▸ Excerpt
--- START ---

Taking multiple shots a day for several weeks, which happens during both the IVF and egg-freezing processes, is a common source of pain for women as well, according to Smith.
"A lot of women also talk about pain where they've been giving [the injections]," she said. "[There may be] bruising, depending on how easily you bruise."
Smith noted that the physical pain women feel during infertility treatments can be made even more difficult by the fact that the pain is not something visible, like a broken arm, for example, or something that all women feel free to talk about.
"Infertility has been a taboo topic for so long," she said. "Most people don't view infertility as a disease."
"There's still a lot of shame, just because we all think that getting married and having children is something [women] are supposed to do. We're supposed to bear children," Smith added. "The idea that may not be a woman's will at all times is kind of a relatively new concept, and the idea that being able to have children is not easy for everybody is also kind of a new concept that people are starting to wrap their heads around."
The idea for women that their body is not easily doing what they believe it should be doing, getting pregnant, can also turn infertility into a hidden, emotional struggle for women.
"For so much of our lives, especially in our 20s, and maybe even our 30s, we're trying to not get pregnant, and then when we flip the switch, it's a lot harder, I think, than people realize," said Smith. "I think a lot of time women don't realize this as a disease, and they think it's something they're doing wrong, and for that reason, they don't want to talk about it as much."
Infertility is associated with high rates of "clinically significant symptoms of depression and anxiety, suicidal tendencies, and a strong conceptualization of grief," according to the World Health Organization.
"Therapy has been such a help as well with the mental and emotional side of it," Payton said of how she's coped with her still ongoing infertility journey. "I don't know what I would do without it."
Smith said she also encourages her patients to speak with therapists and even, more specifically, reproductive psychiatrists and psychologists, as they go through infertility treatments.
"There are so many highs and so many lows and it can even happen within the same day, so it's a huge emotional roller coaster," said Smith. "I often say it's a little bit of a depression induction, because there's so many expectations that we have, that either are met or not met, and so you're constantly having to readjust your own expectations to manage all the emotions that come along with trying to have a baby."
Women who are looking into or undergoing infertility treatments should make sure they have a doctor they feel comfortable with and one with whom they can have open and honest conversations, according to Smith.
Those types of open and honest conversations -- among doctors and patients, couples, friends, parents and children -- are what will continue to knock down the stigma around infertility, noted Smith.
"I think people such as yourself, who are talking so openly about their stories is one big way that we're going to do this," Smith said to Payton, who writes about her infertility journey on her blog and on social media. "The more women hear about other women struggling to have a baby, I think it will open up more conversations where more people feel comfortable sharing."
"The more we talk about [infertility], that can make a huge difference in normalizing what is so common," she said.

--- END ---

▸ Data excerpts
--- START ---

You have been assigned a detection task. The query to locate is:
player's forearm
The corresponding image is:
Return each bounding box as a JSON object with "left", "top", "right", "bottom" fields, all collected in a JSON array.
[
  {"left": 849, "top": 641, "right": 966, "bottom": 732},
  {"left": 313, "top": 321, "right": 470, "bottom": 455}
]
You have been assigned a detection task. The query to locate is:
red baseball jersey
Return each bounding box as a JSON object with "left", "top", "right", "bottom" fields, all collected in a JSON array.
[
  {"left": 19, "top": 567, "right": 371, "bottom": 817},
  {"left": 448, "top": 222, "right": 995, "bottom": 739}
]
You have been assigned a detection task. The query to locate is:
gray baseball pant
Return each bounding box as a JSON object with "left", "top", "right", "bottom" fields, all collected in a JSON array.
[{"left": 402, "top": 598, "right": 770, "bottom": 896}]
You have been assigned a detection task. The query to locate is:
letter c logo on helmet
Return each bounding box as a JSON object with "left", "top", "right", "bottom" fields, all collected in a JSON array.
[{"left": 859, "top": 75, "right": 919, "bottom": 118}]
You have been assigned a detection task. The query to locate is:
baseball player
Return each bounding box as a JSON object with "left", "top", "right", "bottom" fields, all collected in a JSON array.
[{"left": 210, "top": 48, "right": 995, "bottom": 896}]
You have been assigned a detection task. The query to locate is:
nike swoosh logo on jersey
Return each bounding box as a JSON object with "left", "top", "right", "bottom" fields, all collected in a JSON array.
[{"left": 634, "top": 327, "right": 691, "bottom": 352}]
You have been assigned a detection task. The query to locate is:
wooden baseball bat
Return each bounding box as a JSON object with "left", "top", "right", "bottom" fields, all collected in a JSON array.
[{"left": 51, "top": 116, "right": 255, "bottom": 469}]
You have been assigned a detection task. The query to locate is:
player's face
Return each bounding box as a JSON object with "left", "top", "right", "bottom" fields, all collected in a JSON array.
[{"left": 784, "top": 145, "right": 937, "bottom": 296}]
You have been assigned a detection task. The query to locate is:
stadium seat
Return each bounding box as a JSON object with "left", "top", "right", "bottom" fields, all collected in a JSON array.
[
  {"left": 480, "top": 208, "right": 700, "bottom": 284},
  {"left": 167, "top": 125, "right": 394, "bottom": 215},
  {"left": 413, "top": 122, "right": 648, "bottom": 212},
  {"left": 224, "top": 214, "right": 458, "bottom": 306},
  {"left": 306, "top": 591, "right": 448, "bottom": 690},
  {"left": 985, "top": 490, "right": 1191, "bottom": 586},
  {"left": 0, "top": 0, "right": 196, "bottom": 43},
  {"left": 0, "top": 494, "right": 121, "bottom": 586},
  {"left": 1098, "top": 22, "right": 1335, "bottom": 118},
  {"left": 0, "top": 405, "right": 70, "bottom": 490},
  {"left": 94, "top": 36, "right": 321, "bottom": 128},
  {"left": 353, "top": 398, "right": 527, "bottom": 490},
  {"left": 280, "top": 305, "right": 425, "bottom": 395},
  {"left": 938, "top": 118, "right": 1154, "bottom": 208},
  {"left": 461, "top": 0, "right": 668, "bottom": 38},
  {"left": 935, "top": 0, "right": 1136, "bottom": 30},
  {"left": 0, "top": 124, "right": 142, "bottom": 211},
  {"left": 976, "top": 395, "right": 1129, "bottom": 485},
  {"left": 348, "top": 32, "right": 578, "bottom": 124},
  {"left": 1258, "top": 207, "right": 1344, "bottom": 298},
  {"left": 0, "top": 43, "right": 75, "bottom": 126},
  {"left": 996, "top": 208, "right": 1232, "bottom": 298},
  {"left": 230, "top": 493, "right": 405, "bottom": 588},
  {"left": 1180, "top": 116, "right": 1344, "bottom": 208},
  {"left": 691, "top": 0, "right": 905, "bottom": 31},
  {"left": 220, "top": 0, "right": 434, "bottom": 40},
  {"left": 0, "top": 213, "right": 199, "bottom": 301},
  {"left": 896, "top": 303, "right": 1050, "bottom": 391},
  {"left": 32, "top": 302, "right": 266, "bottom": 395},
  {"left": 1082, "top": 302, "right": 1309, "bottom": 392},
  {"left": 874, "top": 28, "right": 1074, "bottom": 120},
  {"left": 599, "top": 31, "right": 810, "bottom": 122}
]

--- END ---

▸ Task list
1. Reproduce the portion of the infertility excerpt that begins at the words "The idea for" and stops after the words "struggle for women.".
2. Translate this sentence from the infertility excerpt into Spanish: "Most people don't view infertility as a disease."
3. Using the infertility excerpt, answer each question on its own line:
(a) Which organization links infertility with high rates of symptoms of depression and anxiety?
(b) Where does Payton write about her infertility journey?
(c) Besides pain, what can appear where the injections are given, according to Smith?

▸ Written responses
1.
The idea for women that their body is not easily doing what they believe it should be doing, getting pregnant, can also turn infertility into a hidden, emotional struggle for women.

2. La mayoría de las personas no consideran la infertilidad una enfermedad.

3.
(a) The World Health Organization.
(b) On her blog and on social media.
(c) Bruising.